Page extract:
Friday, January 1, 2021

Looking Back at 20 and Looking Ahead to 21

As The Passing Tramp approaches its tenth anniversary as a blog, I thought I'd both look back at 2020 and look ahead to this new year, 2021.  So here goes!  With all the single sentence paragraphs below this will look like a Catherine Aird mystery.

Last year I wrote another four columns for Crimereads and this year I will be doing a monthly column for them. 

For my old friend Coachwhip, I only did just one book project last year, a twofer of Ruth Burr Sanborn's Murder by Jury and Murder on the Aphrodite, but I expect to do some more with them this year. 

With Moonstone I worked on their reissue of Alan Clutton-Brock's Murder at Liberty Hall and I will be doing more with them this year, including another long out-of-print British woman author from the Thirties.  

With Dean Street Press I worked on the continuing reissues of Christopher Bush and Moray Dalton and I will again be doing that this year, along with a debut set of Anne Morice reissues, about which I wrote last month

With Stark House I worked on twofer reissues of books by Americans Ruth Fenisong (Deadlock/Dead Weight) and Ruth Sawtell Wallis (Too Many Bones/Blood from a Stone) and I have another one with them coming out this year on Dolores Hitchens, about whom I have some interesting new biographical information, which I relate to her writing.

Brief: Repeat the stretch of the year-in-review post from "As The Passing" through "column for them.", substituting "website" for "blog".

Provided material:
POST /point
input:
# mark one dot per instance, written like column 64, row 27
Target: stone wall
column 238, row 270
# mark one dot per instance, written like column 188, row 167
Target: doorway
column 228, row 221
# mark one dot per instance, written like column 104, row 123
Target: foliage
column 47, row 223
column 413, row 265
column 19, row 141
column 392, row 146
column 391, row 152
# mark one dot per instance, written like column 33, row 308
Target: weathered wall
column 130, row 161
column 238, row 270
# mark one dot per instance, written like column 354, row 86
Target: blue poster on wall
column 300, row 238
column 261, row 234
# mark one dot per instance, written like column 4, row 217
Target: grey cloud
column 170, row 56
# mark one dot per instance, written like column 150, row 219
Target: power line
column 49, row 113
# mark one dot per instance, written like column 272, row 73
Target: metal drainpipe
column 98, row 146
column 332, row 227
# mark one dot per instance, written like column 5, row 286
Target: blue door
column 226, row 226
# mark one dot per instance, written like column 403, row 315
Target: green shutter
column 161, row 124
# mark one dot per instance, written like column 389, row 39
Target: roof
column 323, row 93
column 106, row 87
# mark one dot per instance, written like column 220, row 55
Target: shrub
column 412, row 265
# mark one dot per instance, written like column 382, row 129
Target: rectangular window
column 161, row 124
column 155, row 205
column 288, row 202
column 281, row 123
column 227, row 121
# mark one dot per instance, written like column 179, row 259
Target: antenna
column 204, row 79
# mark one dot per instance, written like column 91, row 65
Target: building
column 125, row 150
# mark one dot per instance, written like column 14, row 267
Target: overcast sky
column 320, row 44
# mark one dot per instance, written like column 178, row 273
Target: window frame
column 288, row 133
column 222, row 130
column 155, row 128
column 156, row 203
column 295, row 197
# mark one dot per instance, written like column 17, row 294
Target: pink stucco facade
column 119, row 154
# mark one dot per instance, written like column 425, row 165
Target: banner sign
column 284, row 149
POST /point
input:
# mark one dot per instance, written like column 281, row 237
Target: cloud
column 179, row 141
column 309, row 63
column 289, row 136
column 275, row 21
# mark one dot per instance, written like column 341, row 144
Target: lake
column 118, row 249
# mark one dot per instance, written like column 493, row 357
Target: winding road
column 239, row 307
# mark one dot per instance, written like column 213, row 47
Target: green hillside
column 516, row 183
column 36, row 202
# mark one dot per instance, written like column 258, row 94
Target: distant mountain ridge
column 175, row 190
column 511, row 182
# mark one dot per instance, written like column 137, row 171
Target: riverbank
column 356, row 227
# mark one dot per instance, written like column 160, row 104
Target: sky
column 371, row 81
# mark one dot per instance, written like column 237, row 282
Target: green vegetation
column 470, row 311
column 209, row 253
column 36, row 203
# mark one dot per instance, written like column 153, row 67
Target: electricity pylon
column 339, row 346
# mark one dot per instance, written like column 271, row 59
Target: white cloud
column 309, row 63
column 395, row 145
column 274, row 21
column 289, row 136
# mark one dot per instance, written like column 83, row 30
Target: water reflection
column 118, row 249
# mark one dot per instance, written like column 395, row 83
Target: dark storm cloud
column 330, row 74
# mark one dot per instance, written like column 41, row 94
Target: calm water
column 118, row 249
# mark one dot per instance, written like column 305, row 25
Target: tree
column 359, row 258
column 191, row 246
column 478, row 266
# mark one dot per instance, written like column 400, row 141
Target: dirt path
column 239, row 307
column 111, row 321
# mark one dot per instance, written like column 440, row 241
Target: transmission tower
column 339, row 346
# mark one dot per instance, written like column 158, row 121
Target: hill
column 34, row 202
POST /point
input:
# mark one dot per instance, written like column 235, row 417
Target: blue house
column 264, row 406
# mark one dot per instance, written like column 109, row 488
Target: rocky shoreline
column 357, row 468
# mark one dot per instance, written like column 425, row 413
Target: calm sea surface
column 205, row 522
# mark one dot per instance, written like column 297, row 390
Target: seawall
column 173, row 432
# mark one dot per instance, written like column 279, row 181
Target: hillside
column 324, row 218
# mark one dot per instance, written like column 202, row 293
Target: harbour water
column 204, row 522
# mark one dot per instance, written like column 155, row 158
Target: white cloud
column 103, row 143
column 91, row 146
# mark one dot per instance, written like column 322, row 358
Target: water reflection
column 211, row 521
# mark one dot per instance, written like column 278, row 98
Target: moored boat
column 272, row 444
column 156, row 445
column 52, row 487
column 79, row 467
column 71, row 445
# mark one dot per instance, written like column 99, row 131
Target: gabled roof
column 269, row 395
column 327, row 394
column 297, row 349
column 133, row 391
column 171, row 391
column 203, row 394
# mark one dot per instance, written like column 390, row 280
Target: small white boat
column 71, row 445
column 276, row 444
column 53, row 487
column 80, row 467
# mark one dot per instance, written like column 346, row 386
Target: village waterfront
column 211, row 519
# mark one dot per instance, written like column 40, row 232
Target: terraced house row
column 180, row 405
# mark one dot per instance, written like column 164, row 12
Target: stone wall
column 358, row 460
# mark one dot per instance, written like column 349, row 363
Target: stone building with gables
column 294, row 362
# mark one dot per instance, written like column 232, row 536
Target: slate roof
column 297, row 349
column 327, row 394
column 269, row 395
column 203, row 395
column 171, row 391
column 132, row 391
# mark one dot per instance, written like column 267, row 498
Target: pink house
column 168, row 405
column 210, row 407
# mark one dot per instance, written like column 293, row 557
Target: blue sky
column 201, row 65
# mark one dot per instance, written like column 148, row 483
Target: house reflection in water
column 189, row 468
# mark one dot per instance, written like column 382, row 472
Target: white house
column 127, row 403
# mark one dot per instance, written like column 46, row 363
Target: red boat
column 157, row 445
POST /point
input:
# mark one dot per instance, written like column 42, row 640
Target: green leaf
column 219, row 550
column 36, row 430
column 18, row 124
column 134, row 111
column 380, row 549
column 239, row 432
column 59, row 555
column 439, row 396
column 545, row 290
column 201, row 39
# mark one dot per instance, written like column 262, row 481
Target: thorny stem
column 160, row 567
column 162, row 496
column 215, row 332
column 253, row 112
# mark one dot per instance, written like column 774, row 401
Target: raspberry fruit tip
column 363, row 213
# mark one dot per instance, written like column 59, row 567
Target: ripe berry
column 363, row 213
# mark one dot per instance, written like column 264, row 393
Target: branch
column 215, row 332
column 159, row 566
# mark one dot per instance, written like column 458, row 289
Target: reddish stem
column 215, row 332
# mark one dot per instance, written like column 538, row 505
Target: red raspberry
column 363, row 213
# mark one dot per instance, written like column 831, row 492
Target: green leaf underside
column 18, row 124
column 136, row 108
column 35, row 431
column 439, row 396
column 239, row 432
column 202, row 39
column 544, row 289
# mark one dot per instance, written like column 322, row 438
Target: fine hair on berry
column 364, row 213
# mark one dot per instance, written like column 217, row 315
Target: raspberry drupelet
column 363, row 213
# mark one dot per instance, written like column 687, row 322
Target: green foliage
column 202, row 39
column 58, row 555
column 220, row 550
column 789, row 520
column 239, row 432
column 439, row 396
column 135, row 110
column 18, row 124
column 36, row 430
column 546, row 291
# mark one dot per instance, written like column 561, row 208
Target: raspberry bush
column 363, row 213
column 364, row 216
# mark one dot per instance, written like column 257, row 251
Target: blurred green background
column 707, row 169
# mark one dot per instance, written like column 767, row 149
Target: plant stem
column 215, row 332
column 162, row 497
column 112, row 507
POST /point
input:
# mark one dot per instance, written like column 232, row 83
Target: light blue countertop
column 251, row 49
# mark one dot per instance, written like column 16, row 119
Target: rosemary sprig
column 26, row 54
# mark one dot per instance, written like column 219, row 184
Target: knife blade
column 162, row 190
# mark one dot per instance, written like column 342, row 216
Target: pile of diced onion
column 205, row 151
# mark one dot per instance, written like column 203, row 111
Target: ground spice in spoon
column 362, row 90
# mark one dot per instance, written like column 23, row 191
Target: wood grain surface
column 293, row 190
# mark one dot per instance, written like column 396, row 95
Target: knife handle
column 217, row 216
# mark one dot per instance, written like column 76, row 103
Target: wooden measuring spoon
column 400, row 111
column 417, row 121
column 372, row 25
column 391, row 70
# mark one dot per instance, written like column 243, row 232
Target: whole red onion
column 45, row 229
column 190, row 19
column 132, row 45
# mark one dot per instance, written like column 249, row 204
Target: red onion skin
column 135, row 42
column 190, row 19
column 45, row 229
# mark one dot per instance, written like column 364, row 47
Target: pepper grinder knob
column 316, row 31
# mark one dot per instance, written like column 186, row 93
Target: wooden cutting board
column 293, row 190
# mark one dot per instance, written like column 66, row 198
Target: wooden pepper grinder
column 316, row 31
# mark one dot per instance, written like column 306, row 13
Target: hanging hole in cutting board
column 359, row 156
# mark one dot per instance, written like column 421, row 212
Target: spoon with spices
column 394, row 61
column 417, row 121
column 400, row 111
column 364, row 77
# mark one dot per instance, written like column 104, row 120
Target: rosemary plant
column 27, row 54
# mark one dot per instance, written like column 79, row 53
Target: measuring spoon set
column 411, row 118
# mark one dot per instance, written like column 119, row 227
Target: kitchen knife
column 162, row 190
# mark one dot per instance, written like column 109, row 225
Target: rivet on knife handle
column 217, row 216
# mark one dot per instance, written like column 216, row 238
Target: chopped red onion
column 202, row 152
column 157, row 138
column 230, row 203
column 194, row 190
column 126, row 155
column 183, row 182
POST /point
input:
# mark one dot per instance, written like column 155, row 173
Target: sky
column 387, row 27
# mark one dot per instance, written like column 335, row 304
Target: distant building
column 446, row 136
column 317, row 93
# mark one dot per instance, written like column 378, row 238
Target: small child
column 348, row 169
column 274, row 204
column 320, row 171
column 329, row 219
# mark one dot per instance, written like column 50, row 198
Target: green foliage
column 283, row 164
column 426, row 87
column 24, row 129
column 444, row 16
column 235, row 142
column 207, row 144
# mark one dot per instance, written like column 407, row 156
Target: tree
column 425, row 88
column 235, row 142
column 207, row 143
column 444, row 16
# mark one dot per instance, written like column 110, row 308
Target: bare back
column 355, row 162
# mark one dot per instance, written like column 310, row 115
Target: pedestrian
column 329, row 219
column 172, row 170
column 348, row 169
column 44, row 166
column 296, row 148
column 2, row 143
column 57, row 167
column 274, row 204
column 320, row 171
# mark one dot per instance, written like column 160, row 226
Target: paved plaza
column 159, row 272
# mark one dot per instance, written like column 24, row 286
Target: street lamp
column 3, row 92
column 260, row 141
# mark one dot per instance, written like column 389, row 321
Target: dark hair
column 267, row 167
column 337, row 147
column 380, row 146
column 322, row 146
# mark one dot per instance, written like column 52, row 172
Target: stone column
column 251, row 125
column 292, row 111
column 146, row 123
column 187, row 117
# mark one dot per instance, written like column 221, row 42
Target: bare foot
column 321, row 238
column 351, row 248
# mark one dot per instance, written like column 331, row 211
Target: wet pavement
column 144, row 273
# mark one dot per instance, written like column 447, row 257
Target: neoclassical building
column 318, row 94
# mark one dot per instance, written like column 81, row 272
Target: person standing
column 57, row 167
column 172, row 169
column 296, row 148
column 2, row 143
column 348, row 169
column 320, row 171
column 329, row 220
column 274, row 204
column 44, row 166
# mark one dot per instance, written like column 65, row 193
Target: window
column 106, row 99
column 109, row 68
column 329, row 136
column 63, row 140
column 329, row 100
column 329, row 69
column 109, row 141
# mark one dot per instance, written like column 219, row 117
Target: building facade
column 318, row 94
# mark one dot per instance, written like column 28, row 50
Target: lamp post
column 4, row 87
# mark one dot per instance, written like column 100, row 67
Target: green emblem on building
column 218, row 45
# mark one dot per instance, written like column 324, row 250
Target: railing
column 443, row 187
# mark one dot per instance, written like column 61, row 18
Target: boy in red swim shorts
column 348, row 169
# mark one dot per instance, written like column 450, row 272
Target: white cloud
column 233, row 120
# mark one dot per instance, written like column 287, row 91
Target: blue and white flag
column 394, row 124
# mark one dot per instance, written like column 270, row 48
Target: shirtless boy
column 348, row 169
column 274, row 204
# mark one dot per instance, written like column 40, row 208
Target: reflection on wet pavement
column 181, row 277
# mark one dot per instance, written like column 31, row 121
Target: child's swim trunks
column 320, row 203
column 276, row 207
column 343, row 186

Finished task:
As The Passing Tramp approaches its tenth anniversary as a website, I thought I'd both look back at 2020 and look ahead to this new year, 2021.  So here goes!  With all the single sentence paragraphs below this will look like a Catherine Aird mystery.

Last year I wrote another four columns for Crimereads and this year I will be doing a monthly column for them.